*** LISTED ENTRIES Section Begins ***

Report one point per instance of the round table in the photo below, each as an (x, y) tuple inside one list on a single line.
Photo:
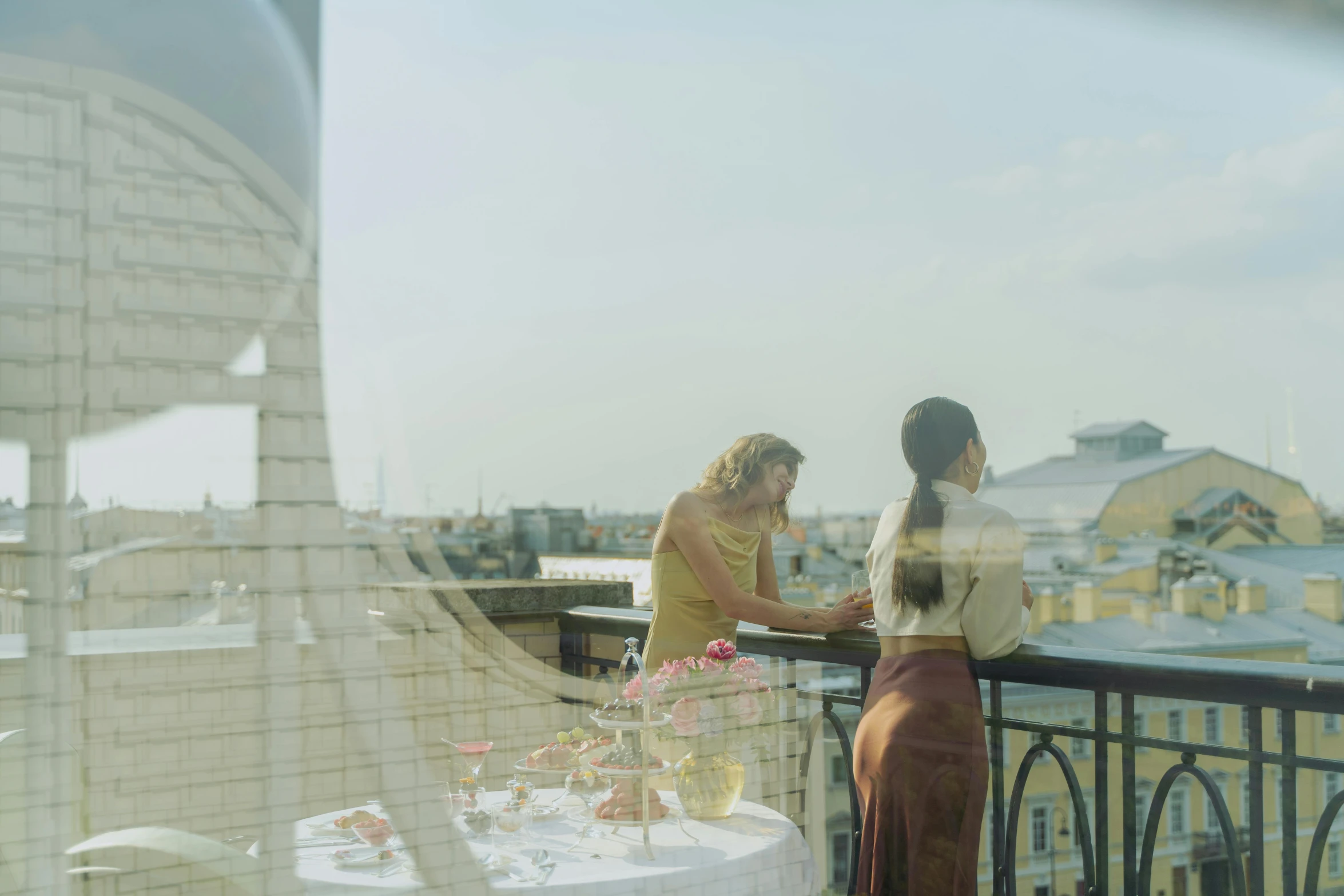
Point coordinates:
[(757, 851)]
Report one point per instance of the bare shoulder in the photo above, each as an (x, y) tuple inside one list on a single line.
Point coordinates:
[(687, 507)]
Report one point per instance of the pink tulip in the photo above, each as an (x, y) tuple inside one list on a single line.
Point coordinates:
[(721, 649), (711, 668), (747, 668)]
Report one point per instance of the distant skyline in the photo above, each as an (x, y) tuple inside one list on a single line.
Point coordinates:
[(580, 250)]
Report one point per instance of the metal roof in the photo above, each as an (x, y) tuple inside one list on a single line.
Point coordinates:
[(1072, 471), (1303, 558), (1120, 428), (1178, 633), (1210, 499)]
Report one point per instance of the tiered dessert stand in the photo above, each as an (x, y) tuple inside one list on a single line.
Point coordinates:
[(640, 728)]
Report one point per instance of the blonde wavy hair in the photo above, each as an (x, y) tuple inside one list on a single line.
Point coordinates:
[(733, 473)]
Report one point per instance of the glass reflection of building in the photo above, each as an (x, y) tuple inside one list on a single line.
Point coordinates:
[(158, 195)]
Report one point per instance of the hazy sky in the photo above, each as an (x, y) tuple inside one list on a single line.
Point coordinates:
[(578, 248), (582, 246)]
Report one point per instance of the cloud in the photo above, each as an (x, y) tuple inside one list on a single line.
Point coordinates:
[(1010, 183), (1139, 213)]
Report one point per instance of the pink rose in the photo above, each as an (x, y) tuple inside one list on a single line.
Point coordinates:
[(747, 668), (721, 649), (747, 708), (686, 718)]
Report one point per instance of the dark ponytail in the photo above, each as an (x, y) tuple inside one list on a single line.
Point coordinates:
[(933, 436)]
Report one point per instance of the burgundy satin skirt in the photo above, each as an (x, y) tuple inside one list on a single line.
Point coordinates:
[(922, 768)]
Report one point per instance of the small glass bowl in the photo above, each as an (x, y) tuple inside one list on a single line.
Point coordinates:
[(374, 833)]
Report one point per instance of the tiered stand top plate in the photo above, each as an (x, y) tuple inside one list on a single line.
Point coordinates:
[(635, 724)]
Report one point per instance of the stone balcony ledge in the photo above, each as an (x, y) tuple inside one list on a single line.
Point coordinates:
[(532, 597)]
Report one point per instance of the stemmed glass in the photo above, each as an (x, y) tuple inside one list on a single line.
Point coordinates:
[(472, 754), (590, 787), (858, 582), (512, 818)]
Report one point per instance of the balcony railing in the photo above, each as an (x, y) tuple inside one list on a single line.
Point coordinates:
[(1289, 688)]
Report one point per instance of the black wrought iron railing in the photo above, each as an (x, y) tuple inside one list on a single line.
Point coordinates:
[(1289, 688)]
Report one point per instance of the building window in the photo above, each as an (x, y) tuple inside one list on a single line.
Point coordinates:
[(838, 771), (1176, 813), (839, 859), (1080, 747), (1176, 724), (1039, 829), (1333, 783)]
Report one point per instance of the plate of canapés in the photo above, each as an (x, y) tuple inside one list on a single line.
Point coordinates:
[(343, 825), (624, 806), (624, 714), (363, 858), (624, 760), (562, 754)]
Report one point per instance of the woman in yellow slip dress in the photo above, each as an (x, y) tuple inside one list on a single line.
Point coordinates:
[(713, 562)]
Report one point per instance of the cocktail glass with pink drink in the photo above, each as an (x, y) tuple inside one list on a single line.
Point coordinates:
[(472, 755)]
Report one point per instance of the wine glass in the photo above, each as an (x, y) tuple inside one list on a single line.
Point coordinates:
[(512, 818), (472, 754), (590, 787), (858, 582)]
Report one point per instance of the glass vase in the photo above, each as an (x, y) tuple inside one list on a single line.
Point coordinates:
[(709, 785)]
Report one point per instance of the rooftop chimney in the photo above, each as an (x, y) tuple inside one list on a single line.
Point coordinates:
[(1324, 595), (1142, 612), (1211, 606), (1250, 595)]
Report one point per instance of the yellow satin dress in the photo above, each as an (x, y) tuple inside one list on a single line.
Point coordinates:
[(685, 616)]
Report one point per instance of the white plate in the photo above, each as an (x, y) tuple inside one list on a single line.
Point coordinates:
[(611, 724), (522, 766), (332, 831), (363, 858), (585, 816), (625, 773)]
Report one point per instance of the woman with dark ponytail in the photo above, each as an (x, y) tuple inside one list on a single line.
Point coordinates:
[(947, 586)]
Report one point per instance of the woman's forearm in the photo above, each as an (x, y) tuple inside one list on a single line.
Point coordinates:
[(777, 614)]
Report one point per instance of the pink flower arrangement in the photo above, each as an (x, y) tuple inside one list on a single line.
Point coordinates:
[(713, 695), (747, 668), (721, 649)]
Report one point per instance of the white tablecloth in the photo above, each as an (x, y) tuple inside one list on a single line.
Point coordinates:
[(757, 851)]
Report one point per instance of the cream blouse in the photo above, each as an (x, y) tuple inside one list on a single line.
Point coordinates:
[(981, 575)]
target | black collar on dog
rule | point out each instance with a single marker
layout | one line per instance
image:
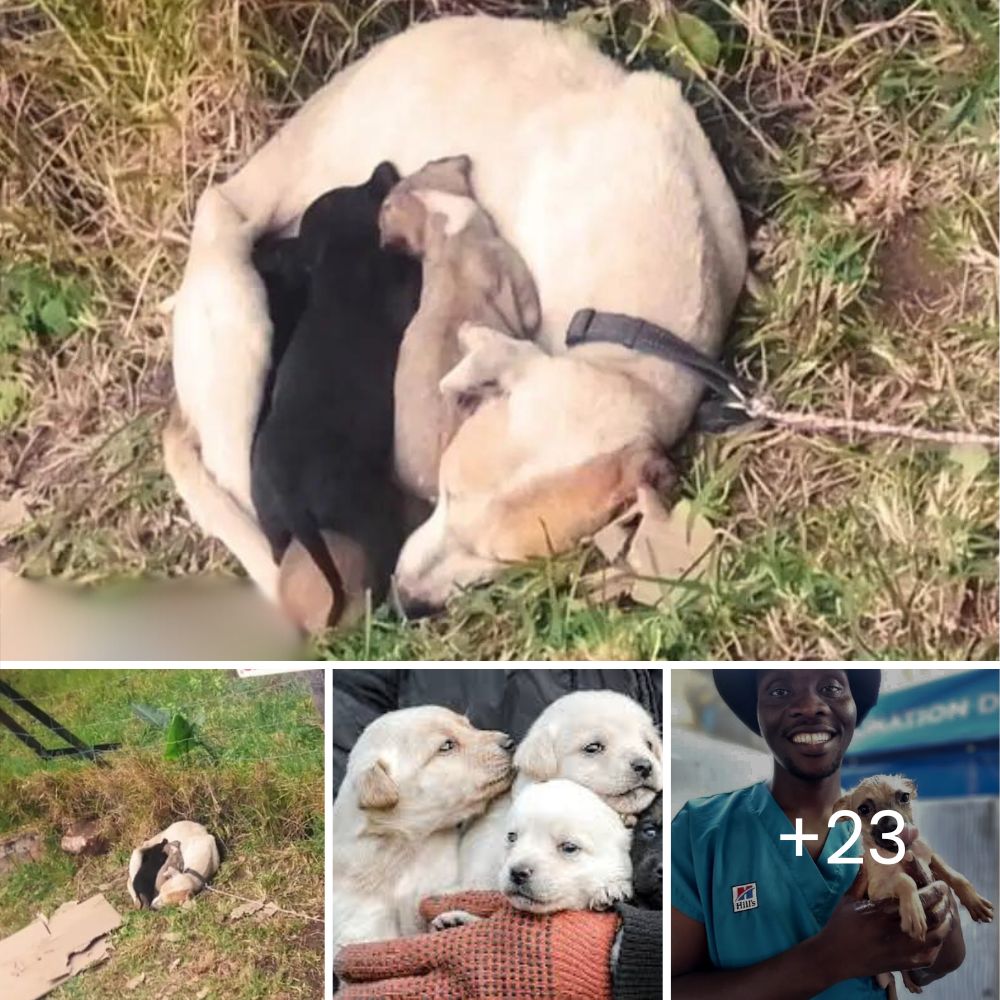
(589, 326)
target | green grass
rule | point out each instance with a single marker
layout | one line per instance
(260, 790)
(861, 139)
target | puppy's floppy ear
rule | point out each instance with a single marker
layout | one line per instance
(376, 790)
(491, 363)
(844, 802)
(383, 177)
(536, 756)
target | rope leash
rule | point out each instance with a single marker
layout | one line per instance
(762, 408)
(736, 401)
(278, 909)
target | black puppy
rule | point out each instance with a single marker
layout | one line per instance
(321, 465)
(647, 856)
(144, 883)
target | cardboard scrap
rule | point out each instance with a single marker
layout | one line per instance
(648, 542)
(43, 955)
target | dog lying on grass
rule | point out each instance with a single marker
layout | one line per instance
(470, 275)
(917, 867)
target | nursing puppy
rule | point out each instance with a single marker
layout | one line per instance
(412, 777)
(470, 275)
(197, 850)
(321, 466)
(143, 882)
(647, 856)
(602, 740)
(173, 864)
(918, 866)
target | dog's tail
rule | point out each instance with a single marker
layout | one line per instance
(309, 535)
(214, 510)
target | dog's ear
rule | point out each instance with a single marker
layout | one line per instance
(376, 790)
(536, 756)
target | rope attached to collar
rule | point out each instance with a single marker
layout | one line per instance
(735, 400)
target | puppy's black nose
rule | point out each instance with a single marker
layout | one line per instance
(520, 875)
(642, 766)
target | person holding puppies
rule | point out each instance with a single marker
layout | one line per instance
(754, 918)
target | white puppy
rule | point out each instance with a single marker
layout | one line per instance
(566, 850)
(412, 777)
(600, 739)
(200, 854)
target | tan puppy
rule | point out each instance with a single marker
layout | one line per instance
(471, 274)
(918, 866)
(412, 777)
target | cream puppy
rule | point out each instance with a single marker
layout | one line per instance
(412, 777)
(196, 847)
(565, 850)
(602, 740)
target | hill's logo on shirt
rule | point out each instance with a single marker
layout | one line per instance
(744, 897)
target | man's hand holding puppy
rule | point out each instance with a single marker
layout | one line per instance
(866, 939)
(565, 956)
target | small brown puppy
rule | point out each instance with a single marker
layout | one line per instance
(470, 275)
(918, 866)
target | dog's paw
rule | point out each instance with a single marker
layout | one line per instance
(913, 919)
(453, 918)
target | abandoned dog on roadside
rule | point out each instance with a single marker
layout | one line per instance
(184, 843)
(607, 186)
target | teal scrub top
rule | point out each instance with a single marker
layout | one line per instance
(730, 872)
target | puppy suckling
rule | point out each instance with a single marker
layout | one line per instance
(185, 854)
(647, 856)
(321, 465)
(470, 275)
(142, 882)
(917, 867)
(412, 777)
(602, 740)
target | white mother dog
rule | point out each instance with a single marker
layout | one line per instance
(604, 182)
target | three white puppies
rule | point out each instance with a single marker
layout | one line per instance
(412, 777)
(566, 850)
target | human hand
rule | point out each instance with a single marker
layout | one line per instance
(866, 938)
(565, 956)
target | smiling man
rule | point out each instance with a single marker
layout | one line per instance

*** LISTED ENTRIES Section Ends ***

**YOUR ASSIGNMENT:** Locate the word "yellow" in the data above. Copy every line carrying it.

**SOLUTION TO THIS TASK:**
Report one point per instance of the woman in yellow slip dress in the photo above, each as an (x, y) tuple inside one list on a single line.
Report one point per instance of the yellow satin dress in the photo above, each as an (x, y) tuple inside one list on a single line.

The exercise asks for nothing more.